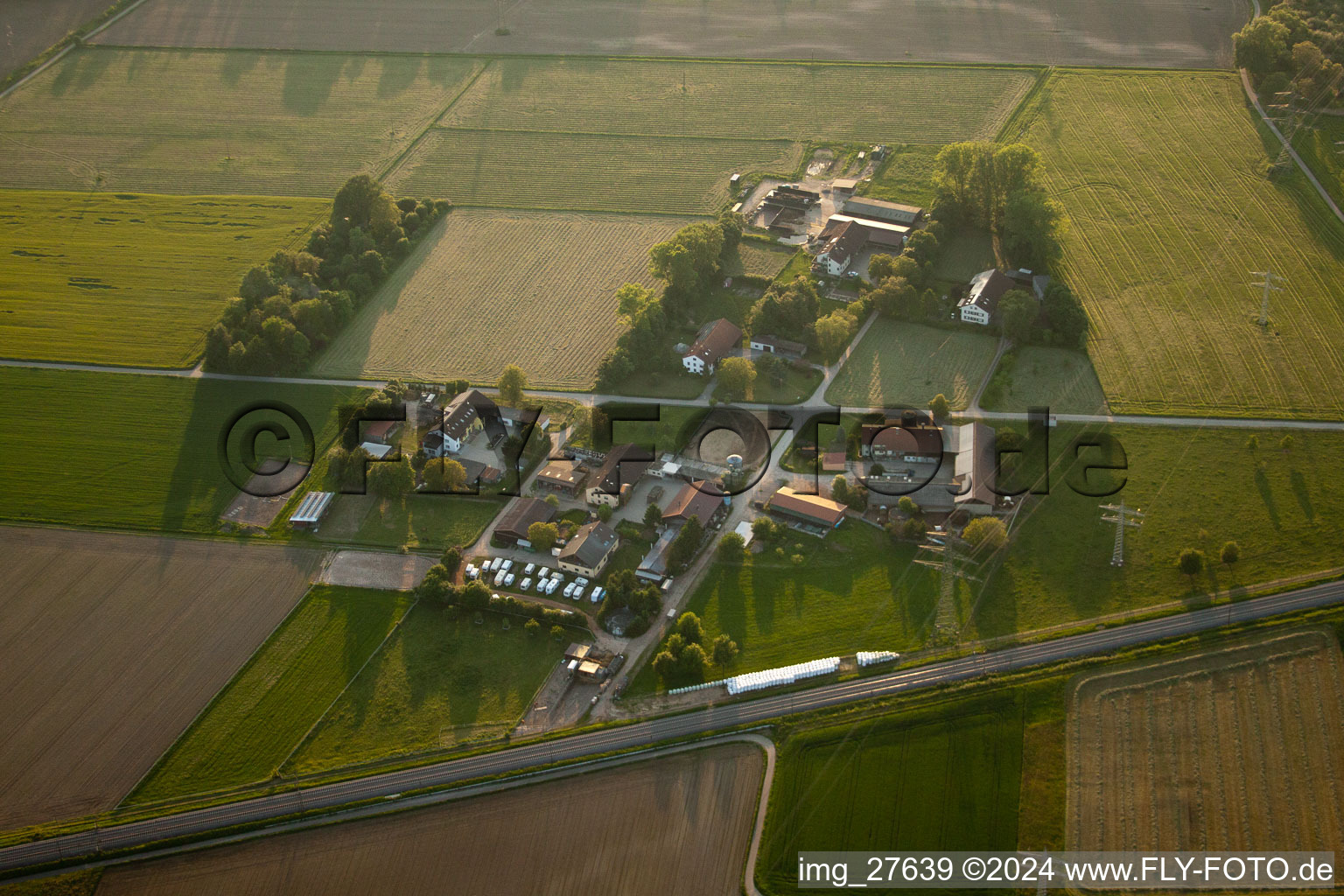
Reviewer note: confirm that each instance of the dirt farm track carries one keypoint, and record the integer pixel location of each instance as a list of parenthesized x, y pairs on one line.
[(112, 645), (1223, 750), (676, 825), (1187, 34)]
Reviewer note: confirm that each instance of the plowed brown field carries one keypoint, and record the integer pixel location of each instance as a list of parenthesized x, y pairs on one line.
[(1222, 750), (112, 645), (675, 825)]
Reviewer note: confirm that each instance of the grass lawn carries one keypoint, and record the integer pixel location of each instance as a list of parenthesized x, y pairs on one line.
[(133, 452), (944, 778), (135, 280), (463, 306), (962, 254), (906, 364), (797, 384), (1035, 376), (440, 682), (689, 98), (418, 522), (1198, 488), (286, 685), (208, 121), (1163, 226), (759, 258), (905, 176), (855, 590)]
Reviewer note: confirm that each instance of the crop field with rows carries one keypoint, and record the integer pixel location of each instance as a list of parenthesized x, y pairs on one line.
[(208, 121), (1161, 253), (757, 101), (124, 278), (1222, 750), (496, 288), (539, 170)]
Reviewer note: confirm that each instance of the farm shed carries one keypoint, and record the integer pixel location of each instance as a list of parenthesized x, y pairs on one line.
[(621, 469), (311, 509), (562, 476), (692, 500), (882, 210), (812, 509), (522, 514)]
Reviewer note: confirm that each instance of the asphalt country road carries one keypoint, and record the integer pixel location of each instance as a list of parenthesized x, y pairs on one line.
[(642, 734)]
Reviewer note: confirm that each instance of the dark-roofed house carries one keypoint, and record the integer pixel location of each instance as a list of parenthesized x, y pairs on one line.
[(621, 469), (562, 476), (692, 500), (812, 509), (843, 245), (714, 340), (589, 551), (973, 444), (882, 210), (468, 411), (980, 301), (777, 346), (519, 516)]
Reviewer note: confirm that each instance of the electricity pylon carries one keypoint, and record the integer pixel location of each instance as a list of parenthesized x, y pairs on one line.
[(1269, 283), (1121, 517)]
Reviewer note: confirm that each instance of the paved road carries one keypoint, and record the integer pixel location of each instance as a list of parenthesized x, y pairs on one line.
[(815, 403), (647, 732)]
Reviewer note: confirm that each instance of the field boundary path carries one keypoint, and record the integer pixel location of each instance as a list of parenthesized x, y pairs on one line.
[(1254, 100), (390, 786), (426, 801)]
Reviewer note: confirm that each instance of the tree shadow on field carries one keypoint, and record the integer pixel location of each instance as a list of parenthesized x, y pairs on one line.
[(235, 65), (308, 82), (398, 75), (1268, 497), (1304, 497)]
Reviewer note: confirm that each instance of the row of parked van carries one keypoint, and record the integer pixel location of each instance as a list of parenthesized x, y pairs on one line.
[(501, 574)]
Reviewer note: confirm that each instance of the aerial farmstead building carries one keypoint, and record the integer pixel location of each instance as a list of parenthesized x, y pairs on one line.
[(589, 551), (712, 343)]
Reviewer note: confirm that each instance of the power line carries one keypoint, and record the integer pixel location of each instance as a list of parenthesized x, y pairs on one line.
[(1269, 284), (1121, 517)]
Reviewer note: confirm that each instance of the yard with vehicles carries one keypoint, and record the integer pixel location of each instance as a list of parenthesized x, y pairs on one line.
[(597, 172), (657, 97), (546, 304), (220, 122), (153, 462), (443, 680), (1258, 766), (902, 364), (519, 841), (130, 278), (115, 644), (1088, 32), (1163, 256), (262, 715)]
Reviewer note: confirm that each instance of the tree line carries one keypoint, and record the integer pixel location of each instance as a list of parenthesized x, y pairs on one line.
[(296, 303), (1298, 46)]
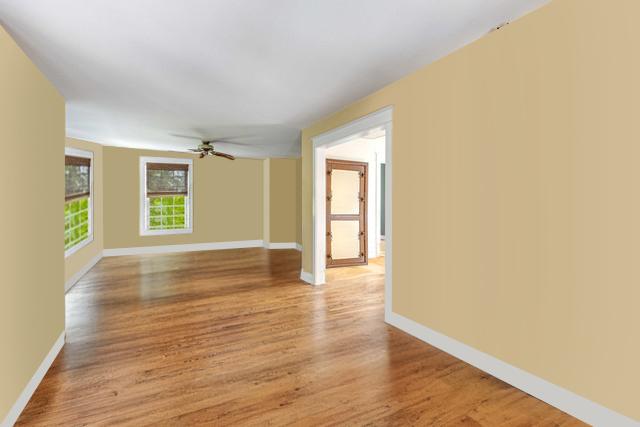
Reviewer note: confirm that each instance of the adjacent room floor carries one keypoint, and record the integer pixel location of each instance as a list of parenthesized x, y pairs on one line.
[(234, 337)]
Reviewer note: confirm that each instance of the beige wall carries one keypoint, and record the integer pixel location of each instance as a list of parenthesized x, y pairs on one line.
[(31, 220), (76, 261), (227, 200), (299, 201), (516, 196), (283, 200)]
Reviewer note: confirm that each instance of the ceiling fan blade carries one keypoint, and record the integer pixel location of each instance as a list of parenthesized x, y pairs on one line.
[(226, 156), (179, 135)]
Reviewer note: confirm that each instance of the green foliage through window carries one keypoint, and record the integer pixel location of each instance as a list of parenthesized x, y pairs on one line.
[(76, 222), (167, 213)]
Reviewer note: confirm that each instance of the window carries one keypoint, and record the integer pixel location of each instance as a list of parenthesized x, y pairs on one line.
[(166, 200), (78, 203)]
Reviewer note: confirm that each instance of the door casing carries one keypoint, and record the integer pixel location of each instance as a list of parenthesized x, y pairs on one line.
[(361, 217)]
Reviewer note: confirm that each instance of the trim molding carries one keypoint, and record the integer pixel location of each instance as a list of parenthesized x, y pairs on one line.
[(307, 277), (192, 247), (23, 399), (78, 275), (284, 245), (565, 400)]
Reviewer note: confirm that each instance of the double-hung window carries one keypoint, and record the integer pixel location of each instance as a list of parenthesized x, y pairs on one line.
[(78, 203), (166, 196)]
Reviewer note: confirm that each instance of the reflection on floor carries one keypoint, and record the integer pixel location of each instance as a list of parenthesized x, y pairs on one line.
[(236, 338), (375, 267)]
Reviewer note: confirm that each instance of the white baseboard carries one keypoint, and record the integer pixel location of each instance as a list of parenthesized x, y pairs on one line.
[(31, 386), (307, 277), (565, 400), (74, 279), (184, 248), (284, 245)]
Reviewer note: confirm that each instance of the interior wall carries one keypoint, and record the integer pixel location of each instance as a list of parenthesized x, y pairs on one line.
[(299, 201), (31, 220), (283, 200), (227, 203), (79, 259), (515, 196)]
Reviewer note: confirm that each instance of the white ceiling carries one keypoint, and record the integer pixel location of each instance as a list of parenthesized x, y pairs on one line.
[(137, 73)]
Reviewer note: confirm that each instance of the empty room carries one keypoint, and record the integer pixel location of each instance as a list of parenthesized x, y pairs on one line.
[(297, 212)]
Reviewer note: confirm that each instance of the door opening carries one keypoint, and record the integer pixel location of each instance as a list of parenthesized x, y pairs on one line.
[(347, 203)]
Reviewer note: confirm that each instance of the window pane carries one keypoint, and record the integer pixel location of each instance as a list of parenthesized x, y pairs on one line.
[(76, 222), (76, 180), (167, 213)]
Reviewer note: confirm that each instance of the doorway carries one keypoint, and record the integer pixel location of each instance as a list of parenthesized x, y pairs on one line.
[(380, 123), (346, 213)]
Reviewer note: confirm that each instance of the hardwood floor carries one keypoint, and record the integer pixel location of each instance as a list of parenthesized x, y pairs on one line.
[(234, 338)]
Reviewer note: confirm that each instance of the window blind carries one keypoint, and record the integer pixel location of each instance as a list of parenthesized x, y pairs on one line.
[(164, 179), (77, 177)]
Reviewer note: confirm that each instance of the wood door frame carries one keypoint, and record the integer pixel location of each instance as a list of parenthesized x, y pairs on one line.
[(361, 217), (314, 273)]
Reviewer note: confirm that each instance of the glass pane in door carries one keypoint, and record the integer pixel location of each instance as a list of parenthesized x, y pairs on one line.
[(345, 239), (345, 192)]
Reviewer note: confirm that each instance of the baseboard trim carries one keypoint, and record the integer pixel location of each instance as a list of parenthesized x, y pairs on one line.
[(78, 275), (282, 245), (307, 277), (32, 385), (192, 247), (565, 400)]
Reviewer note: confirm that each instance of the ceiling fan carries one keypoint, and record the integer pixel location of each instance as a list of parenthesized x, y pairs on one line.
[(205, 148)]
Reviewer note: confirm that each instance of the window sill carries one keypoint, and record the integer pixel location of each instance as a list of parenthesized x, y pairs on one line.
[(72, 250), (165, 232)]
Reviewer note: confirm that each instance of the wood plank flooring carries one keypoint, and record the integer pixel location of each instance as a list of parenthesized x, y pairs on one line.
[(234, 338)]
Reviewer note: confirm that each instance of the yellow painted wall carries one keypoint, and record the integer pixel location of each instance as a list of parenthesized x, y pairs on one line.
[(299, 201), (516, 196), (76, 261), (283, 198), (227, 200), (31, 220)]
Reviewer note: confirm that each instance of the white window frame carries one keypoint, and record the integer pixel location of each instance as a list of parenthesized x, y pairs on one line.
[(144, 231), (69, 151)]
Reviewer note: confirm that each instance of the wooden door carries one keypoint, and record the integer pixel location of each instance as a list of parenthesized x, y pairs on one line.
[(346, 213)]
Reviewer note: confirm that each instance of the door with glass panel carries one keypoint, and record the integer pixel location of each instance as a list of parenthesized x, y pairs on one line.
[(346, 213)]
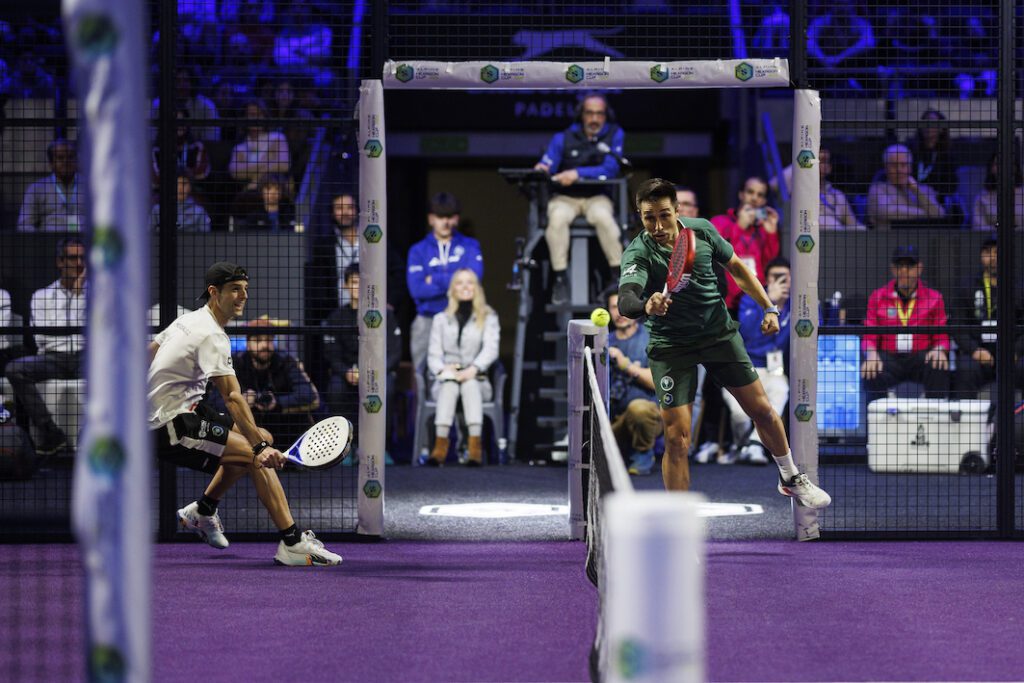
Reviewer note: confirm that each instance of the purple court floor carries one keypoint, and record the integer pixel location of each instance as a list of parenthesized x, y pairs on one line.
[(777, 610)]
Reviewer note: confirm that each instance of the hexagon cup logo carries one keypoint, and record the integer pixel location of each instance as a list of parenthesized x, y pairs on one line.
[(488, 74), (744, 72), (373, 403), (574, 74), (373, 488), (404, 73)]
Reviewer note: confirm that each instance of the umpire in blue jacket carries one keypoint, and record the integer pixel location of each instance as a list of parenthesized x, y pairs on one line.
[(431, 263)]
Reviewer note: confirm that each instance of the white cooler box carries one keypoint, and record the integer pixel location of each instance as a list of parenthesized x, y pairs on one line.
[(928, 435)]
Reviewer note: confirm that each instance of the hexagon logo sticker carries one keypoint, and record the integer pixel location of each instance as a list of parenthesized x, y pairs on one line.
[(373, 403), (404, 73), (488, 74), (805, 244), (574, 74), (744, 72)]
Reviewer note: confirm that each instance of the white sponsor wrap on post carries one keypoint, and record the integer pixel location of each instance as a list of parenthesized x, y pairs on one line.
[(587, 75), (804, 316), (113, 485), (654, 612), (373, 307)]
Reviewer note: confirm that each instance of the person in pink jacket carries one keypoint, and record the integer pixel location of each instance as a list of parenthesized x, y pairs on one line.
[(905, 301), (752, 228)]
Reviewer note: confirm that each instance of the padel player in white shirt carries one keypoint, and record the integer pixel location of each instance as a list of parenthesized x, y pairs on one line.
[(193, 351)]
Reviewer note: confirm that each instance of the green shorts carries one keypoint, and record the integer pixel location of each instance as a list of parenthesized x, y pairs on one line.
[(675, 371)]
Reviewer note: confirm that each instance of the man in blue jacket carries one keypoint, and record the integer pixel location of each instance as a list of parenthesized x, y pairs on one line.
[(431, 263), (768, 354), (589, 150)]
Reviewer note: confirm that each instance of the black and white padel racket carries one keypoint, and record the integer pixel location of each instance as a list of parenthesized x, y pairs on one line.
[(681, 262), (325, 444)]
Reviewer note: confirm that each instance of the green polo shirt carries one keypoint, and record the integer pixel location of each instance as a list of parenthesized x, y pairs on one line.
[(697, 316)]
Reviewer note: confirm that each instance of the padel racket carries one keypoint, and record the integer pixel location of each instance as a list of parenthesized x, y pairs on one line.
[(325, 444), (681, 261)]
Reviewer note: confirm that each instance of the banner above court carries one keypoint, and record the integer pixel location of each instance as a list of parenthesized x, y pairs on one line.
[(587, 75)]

* * *

Exercise> Rewrite the stretch from "Reviewer note: confirm that each instance of the door opening" through "[(361, 217), (314, 273)]" with "keypoint" replaced by "marker" and everything else left unchanged.

Answer to the exercise>
Reviewer note: confirm that each instance of the door opening carries one marker, and record the integer pixel location of each instance as a list of parenthesized x, y pairs on one line.
[(347, 203)]
Reviewer note: confirm that each instance of the window pane carries one marker, and record the integer pixel location of each instance as a list of parenthesized x, y pairs on one line.
[(76, 222), (76, 180), (167, 213)]
Reviewer note: confirm that each instance of the doorway carries one marker, and record the integer pixel location of each instance as a list of parenthesized x, y pairs on one line.
[(380, 123), (346, 213)]
Reviewer note: confirm that each instance of the hardwood floor carries one marker, and record the integer pixel location of each instance as a list of parenthesized x, y pairs on one line.
[(234, 338)]
Reviewer note: confirm that each instance of the window blind carries one marker, and record the integer pixel location of each instance as a list of parenthesized x, y pairs on one line.
[(164, 179), (77, 177)]
Reviewer note: confirm that each instance of the wood door frame carries one marker, and record the integer pixel location of each instance as a list of parenthesized x, y pairs on one line.
[(361, 217), (314, 273)]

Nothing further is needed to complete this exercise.